━━ Dataset rows ━━

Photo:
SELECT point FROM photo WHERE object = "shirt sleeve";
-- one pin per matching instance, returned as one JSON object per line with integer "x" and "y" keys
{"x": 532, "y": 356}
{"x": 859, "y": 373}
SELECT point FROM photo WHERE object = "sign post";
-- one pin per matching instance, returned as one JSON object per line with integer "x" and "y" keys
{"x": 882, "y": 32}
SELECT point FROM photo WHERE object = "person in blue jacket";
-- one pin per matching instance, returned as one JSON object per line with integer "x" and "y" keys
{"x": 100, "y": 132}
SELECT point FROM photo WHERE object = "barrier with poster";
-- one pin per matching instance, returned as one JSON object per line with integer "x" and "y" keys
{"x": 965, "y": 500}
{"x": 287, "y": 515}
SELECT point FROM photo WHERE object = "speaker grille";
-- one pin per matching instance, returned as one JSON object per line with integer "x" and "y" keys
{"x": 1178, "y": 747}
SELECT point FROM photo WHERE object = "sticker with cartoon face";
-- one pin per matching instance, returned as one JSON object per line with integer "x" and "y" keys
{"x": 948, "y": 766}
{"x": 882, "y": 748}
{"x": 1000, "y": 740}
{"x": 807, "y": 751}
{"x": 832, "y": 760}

━━━
━━ Dataset rows ━━

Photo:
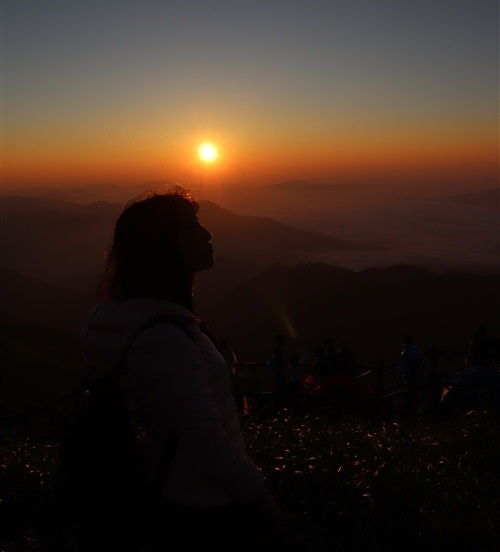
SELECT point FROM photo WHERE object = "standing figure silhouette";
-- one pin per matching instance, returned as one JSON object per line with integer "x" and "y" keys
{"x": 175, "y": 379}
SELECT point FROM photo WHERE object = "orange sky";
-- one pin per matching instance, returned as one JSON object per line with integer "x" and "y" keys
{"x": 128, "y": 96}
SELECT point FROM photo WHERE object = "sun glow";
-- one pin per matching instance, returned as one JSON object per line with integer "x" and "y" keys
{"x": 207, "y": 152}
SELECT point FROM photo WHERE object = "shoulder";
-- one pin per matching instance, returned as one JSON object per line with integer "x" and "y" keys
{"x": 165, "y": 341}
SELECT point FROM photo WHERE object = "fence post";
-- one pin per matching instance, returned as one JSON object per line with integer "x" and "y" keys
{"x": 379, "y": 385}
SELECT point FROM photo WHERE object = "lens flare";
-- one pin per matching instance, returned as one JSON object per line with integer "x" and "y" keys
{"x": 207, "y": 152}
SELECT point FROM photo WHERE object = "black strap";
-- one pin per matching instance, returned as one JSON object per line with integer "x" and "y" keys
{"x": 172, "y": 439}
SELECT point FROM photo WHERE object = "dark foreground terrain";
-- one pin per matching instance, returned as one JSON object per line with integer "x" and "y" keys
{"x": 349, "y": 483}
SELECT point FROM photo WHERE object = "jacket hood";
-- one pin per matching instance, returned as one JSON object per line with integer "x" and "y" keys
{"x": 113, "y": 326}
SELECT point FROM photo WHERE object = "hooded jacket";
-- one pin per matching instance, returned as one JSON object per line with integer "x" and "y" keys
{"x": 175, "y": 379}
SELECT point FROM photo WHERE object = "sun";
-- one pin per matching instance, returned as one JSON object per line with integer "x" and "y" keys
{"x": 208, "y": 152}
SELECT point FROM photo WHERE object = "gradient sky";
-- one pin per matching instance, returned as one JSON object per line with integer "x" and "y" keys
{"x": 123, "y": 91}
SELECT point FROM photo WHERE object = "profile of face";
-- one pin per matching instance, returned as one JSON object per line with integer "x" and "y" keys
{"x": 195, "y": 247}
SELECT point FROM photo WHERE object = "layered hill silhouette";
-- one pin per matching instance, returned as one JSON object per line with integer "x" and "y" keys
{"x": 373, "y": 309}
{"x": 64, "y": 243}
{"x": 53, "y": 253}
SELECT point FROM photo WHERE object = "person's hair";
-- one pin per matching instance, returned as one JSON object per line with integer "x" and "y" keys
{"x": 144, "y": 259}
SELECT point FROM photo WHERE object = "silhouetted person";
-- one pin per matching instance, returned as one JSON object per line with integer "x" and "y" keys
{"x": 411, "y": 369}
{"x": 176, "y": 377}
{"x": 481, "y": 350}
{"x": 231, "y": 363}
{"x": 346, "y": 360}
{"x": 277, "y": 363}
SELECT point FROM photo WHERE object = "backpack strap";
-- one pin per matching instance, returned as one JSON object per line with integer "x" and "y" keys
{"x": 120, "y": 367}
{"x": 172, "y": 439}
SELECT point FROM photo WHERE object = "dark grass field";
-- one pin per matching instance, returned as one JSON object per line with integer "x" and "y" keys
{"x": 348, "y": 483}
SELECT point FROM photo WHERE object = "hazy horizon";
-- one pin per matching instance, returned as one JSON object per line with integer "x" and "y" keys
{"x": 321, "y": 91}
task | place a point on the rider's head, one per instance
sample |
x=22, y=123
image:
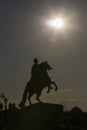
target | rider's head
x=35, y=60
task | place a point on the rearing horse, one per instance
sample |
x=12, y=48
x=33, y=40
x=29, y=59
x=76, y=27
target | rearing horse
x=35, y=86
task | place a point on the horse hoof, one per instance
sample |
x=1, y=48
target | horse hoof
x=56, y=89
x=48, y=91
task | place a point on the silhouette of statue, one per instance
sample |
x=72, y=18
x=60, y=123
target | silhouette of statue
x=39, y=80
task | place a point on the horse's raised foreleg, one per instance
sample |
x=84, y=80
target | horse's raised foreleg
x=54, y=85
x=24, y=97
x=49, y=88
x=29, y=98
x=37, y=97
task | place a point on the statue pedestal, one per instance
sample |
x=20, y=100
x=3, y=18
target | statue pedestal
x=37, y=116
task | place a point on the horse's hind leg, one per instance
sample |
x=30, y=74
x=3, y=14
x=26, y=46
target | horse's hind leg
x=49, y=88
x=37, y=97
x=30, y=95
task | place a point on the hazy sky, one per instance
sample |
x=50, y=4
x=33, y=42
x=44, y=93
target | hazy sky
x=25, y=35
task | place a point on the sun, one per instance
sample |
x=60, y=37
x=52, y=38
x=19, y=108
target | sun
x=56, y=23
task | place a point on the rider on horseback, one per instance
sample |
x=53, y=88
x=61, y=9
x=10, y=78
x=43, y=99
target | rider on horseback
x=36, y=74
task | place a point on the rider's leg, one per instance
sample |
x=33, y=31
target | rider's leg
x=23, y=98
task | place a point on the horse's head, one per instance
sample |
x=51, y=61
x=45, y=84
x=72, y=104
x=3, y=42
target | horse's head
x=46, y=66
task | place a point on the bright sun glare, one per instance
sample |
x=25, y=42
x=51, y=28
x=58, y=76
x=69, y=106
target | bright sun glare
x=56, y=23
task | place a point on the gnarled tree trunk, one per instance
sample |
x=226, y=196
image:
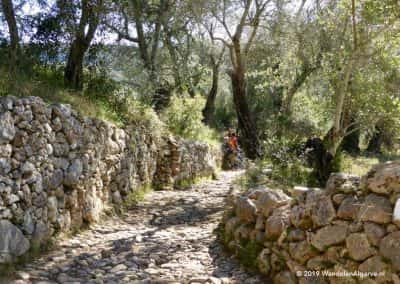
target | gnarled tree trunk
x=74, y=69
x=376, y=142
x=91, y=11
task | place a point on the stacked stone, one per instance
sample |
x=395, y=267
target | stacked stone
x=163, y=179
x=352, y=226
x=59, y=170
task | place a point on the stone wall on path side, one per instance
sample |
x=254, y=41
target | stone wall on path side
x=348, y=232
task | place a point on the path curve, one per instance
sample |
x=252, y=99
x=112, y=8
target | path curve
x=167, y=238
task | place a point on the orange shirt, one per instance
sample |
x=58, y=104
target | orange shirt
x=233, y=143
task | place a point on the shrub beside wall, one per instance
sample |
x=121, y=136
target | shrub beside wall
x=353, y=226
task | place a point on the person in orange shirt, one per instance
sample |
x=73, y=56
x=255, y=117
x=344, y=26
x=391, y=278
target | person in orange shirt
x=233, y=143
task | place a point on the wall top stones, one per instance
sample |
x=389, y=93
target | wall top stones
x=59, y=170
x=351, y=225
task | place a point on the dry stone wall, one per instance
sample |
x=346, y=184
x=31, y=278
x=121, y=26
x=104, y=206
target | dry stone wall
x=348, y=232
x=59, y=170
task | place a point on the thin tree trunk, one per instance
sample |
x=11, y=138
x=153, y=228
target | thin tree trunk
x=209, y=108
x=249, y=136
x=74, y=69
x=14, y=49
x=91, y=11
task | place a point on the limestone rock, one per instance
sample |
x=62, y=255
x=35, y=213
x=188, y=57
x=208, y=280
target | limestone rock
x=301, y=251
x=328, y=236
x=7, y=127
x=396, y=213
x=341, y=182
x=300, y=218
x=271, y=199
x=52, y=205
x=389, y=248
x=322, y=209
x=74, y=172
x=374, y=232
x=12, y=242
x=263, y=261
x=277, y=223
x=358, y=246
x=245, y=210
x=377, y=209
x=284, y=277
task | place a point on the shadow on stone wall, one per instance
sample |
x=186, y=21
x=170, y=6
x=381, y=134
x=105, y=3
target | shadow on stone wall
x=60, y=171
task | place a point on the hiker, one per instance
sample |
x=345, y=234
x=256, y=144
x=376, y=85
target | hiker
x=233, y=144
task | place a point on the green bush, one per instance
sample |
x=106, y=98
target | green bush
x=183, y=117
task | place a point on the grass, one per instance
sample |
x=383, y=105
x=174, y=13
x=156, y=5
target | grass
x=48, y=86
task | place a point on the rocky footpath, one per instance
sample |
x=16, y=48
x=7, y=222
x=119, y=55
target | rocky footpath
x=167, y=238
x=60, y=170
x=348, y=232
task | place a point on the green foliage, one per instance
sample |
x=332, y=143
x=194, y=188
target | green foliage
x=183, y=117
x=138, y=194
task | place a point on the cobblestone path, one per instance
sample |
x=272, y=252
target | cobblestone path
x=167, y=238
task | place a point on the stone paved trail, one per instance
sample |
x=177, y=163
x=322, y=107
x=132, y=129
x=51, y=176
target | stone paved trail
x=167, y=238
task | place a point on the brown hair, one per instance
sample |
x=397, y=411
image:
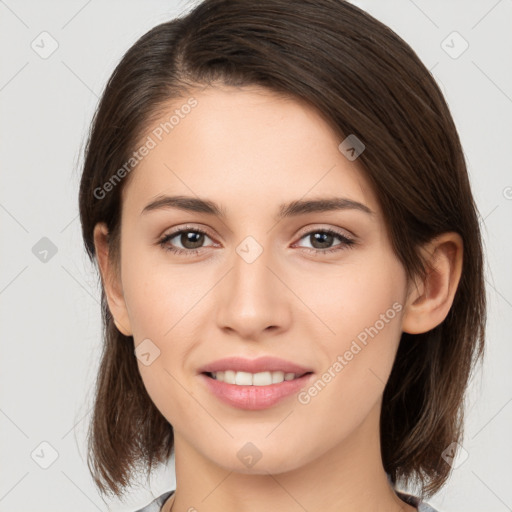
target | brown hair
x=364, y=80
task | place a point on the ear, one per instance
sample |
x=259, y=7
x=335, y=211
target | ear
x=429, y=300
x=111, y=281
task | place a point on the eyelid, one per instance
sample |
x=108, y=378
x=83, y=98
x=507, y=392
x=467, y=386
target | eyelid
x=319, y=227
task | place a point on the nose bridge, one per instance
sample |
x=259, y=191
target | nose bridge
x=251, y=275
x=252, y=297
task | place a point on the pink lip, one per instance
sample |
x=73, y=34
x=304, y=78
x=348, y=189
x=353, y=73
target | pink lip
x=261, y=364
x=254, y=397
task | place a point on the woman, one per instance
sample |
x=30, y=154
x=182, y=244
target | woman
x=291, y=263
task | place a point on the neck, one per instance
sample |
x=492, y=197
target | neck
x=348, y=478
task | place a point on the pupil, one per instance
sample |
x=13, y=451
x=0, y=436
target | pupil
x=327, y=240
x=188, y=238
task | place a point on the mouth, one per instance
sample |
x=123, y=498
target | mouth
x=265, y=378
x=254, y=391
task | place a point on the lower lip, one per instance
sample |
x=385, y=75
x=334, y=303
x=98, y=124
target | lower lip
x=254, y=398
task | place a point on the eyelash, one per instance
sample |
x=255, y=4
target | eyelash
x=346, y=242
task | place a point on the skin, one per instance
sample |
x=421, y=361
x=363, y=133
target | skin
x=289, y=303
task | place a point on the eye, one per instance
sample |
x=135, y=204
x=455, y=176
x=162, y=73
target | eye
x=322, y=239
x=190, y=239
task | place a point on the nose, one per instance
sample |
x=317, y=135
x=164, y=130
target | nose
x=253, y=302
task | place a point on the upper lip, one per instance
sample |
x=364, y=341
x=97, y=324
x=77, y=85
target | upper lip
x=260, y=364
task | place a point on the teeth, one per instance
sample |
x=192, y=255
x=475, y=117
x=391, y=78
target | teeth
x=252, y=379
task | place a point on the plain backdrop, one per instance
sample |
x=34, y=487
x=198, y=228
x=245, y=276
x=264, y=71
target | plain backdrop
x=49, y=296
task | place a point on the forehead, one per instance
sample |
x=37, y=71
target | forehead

━━━

Problem:
Return each line of the listing that contains the string "grass". Case counts.

Solution:
SELECT point FROM photo WHERE object = "dark grass field";
task | place a point on the grass, one per instance
target | grass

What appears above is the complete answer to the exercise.